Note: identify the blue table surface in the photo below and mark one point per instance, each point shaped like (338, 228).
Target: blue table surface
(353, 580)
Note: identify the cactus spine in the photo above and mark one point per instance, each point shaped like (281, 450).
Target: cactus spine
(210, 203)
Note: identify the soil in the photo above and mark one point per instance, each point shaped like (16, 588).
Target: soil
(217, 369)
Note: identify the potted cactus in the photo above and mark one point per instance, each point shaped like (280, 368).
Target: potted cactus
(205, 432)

★ ★ ★ ★ ★ ★ ★

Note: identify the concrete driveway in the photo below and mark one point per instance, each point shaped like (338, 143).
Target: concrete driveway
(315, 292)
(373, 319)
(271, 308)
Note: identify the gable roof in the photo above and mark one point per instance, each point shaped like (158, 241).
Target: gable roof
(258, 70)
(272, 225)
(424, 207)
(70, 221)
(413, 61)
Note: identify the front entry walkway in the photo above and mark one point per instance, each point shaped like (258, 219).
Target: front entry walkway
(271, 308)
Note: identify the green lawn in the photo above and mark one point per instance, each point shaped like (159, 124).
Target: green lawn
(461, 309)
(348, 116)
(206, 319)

★ ★ ★ ★ ★ ★ ★

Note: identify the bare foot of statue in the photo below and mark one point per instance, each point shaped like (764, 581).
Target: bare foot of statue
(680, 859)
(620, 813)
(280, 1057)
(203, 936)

★ ★ ★ ★ ★ ★ ★

* [Task details]:
Please pick out every line of the material above that contains the word "lawn", and copy each one.

* [Full solution]:
Note: identify the green lawn in the photo above and mark one point per instance, each point shaped like (159, 124).
Target: green lawn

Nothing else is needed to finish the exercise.